**Task prompt**. Retype only what runs from the line that contains "the snowy hillside." through the last line of the listing below, both lines included.

--- Information supplied ---

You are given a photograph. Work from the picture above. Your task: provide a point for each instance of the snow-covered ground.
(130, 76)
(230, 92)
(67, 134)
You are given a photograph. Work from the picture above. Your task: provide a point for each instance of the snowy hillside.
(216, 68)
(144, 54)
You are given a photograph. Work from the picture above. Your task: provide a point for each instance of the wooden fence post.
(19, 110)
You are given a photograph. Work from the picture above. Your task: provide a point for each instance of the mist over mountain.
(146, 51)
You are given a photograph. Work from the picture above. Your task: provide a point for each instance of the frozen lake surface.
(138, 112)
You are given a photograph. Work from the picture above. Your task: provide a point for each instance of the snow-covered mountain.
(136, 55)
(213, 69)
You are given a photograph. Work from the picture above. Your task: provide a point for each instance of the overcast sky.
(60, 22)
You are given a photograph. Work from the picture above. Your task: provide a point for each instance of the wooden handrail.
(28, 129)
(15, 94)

---

**Response below**.
You are given a photograph. Work from the picture above. Your task: provide a point for each instance of the snowy hillside.
(216, 68)
(144, 54)
You are given a photograph. Work from the picture above. Your task: provide a point for each instance of the wooden fence post.
(19, 110)
You are given a photograph. Work from the picture above. Your task: provide a point for each instance of the mist over mountain.
(146, 51)
You are given a photograph. Work from the picture above. Your task: provide a point for each instance of the frozen lake surface.
(138, 112)
You are given a photograph. Work from the picture above. Your task: provide a point for each instance of the snow-covered mountain.
(136, 55)
(213, 69)
You are given a photograph. Work from the picture above. Your task: provide a point for each instance of the overcast sky.
(60, 22)
You are given a photograph. Work from the picture above. Your task: provide a point for each instance of the wooden handrail.
(28, 129)
(15, 94)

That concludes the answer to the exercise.